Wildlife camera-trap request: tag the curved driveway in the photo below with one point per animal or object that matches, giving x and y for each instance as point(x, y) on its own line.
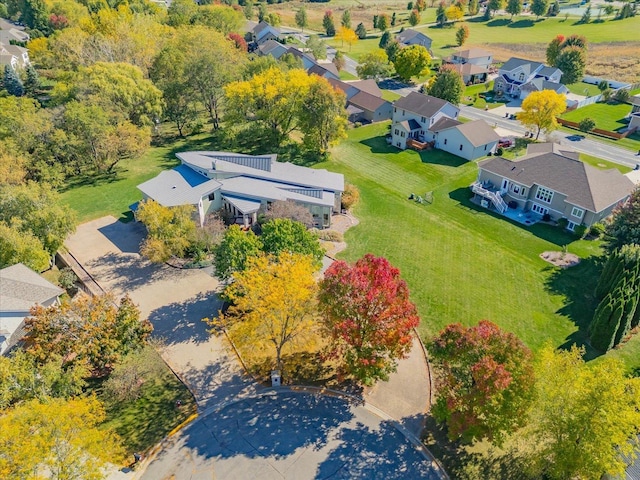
point(291, 435)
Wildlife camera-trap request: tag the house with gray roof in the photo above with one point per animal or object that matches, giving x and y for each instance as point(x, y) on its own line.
point(551, 180)
point(518, 77)
point(240, 185)
point(422, 120)
point(21, 289)
point(413, 37)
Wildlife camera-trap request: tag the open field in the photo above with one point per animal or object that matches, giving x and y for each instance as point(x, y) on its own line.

+++++

■ **CHALLENGE**
Write out only the final block of lines, starting at the line with "Wildlife camera-trap request: tag the house" and running to the end of the material.

■ **ANSWER IN FULL**
Wildlife camera-trap request: tag the house with gray roof in the photo above with one point per animal or object that matches, giving x and y for each instance as point(x, y) on its own line.
point(551, 180)
point(518, 77)
point(240, 185)
point(422, 120)
point(21, 289)
point(413, 37)
Wildlife camera-trap request: tag the open field in the photo above with one point per animal or object that matches, giving x and y for each instance as point(x, y) on its own line.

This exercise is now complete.